1.ª Conferência: A PROBLEMÁTICA ACTUAL DA FÉ

  1. A crise da teologia da libertação.

    • Os pressupostos teóricos da teologia da libertação. A chamada teologia da libertação surge aproximadamente em 1980 e pretende apresentar uma nova formulação teórica e prática da redenção. Ao contrário do que era tradicional na teologia católica, que entendia a salvação sobretudo como aplicação pessoal dos méritos de Cristo por mediação da sua Igreja em ordem à salvação eterna da alma individual, a teologia da libertação entende a evangelização como um processo essencialmente político, de alteração das estruturas de um mundo opressor, entendidas como estruturas de pecado e do mal. Com efeito, no seu entendimento, se o pecado se manifesta socialmente através de estruturas de opressão, a sua superação não pode ser realizada mediante uma conversão pessoal, mas apenas através da luta contra as estruturas injustas, que são, afinal, a causa da opressão e da injustiça social. De acordo com esta leitura, a redenção converte-se num processo político de libertação, ao mesmo tempo que a fé deixa de ser mera doutrina e passa a ser encarada como acção, uma acção que se define redentora na medida em que opera a libertação dos oprimidos.

      Para este efeito, a teologia da libertação recorre à filosofia marxista, que lhe oferece uma metodologia da acção revolucionária, que procura utilizar como um método de evangelização que não apenas redima os corações dos homens mas também transforme a própria sociedade, sobretudo naqueles países de maioria cristã em que, não obstante a fé professada pela maioria dos seus habitantes, predominavam formas de exploração.

    • O colapso do marxismo e a crise da teologia da libertação. A queda do muro de Berlim, depois da estrepitosa derrocada do regime comunista na Polónia e, mais tarde, de todos os regimes pró-soviéticos da Europa do leste significou, como não podia deixar de ser, uma grave crise para a teologia da libertação latino-americana, na medida em que esta invocara os méritos da revolução marxista para fundamentar a sua própria praxis.
-.-.-
**Problemas e tarefas**
1/ No texto sobre a teologia da libertação, troque "filosofia marxista" por "teoria marxista" e reescreva o trecho que começa em "Para este efeito, a" e termina em "sua própria praxis.".
2/ Por favor, retome o texto sobre a teologia da libertação logo após a sua última frase e dê-lhe continuação.

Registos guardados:
-.-.-
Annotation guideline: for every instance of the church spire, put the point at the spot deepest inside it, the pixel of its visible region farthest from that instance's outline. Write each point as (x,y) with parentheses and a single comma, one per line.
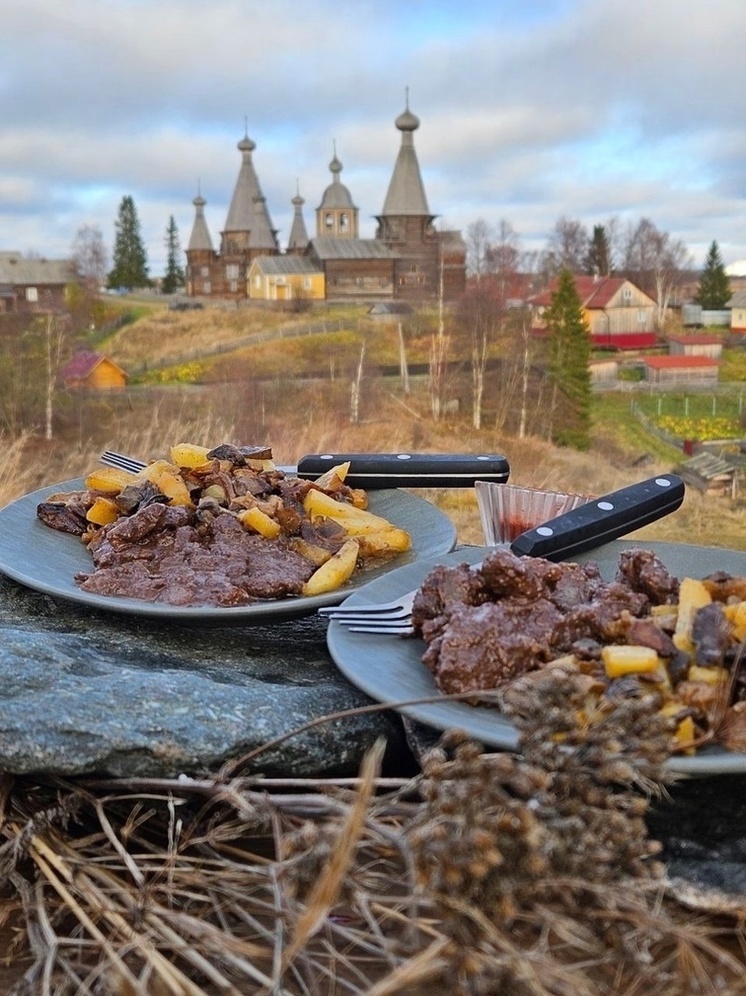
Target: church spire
(200,237)
(298,239)
(248,224)
(406,193)
(337,216)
-.-.-
**Respostas escritas**
1/
Para este efeito, a teologia da libertação recorre à teoria marxista, que lhe oferece uma metodologia da acção revolucionária, que procura utilizar como um método de evangelização que não apenas redima os corações dos homens mas também transforme a própria sociedade, sobretudo naqueles países de maioria cristã em que, não obstante a fé professada pela maioria dos seus habitantes, predominavam formas de exploração.

    • O colapso do marxismo e a crise da teologia da libertação. A queda do muro de Berlim, depois da estrepitosa derrocada do regime comunista na Polónia e, mais tarde, de todos os regimes pró-soviéticos da Europa do leste significou, como não podia deixar de ser, uma grave crise para a teologia da libertação latino-americana, na medida em que esta invocara os méritos da revolução marxista para fundamentar a sua própria praxis.

2/
      Talvez alguém possa objectar que o insucesso da aplicação da teoria marxista num conjunto de nações ocidentais não teria por que implicar a falência do respectivo modelo teórico, de modo análogo a como também uma má experiência liberal ou conservadora não inabilita necessariamente os pressupostos ideológicos do liberalismo ou do conservadorismo. A questão, contudo, não pode ser apresentada desse modo porque o marxismo, ao contrário de outras ideologias políticas, apresentou-se a si mesmo como científico e, sobretudo, como praxis, ou seja, não como uma nova explicação do fenómeno social ou da questão do poder, mas como um novo método de transformação da sociedade. Ao apelar para a eficácia dos seus mecanismos como único fundamento da sua própria teoria política, o marxismo estava a impossibilitar o seu julgamento em qualquer sede filosófica e, ao mesmo tempo, a remeter para o tribunal da história, o seu próprio julgamento. Aliás, a sua pretensão científica deve ser interpretada no mesmo sentido: do mesmo modo como a uma explicação científica que não seja corroborada pela experiência não pode ser admitida como provada, pelo menos por quem entende que o método experimental é essencial para o conhecimento científico, o marxismo, enquanto «ciência», só admitia uma legitimação fáctica e, na ausência desta, ficaria reduzido a coisa nenhuma.


  2. A filosofia dominante: o relativisimo.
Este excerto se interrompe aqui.